**JOB**: Please rewrite the material below, replacing "every instance of" with "each instance of" and keeping everything else unchanged.

**DATASET EXTRACT**:
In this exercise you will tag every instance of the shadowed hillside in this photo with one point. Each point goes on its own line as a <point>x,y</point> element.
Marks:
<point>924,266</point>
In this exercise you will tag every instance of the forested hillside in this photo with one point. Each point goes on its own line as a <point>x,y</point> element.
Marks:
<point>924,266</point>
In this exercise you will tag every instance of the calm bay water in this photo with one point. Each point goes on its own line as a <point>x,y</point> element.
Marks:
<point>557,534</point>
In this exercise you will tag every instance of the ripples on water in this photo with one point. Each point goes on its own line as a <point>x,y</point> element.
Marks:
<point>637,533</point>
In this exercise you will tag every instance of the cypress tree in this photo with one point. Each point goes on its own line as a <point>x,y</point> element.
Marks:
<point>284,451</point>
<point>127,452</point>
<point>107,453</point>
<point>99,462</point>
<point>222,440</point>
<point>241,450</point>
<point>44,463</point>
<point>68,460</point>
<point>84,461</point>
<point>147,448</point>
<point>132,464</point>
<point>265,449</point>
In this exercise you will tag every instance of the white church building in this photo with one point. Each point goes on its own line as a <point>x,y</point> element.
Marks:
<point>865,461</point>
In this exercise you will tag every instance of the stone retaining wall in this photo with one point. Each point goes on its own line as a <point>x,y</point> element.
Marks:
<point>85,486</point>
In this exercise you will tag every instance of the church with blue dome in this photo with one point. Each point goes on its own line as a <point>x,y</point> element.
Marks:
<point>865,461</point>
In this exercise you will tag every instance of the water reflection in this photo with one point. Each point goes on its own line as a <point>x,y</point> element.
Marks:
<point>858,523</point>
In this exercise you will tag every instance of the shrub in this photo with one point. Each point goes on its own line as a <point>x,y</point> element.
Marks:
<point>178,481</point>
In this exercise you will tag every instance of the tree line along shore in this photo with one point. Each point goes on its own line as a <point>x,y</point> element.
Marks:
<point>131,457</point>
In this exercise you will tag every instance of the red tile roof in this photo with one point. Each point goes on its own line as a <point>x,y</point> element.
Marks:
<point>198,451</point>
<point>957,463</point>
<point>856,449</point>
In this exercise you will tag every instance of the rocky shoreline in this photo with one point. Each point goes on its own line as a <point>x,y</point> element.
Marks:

**RESPONSE FOR THIS EXERCISE**:
In this exercise you will tag each instance of the shadowed hillside in this photo with one point. Each point goes on its own line as a <point>x,y</point> element.
Marks:
<point>924,266</point>
In this exercise you will tag each instance of the forested hillside in this photo with one point. Each point goes on its own line as a <point>x,y</point> element.
Marks:
<point>924,266</point>
In this exercise you will tag each instance of the calm bay water in this photo with one point. Each point goes on its own line as a <point>x,y</point> element.
Marks:
<point>557,534</point>
In this exercise you will tag each instance of the ripples on water in this photo with one point. Each point goes on its own line as a <point>x,y</point> element.
Marks:
<point>637,533</point>
In this exercise you will tag each instance of the cypress tree in this photo with one point. Each point goes on its own line as a <point>x,y</point> element.
Marks:
<point>284,451</point>
<point>127,452</point>
<point>107,453</point>
<point>99,462</point>
<point>222,440</point>
<point>241,450</point>
<point>44,463</point>
<point>68,460</point>
<point>84,461</point>
<point>147,448</point>
<point>132,464</point>
<point>265,449</point>
In this exercise you will tag each instance of the white church building in this photo with one point. Each point goes on its own line as a <point>x,y</point> element.
Marks:
<point>865,461</point>
In this exercise you will tag each instance of the stone retaining wall in this photo with one point. Each point goes on its own line as a <point>x,y</point> element.
Marks:
<point>85,486</point>
In this exercise you will tag each instance of the church with blue dome in this photo with one point. Each point goes on its own line as a <point>x,y</point> element.
Marks:
<point>865,461</point>
In this exercise you will tag each instance of the water reflection in this photo with one point. Each point goes on its own line as a <point>x,y</point> element.
Marks:
<point>858,523</point>
In this exercise you will tag each instance of the shrub in this photo with one point. Each point goes on its own line as a <point>x,y</point> element.
Marks:
<point>178,481</point>
In this exercise you will tag each instance of the tree line along shore in this photo with one point. Each point goes on its own line as a <point>x,y</point> element.
Marks:
<point>131,457</point>
In this exercise you will tag each instance of the red tile roof in this photo with one point. Each point goes on its own line as a <point>x,y</point> element.
Marks:
<point>198,451</point>
<point>957,463</point>
<point>856,449</point>
In this exercise you will tag each instance of the rocky shoreline in this photo with one point. Each point goes on its own line as a <point>x,y</point> element.
Marks:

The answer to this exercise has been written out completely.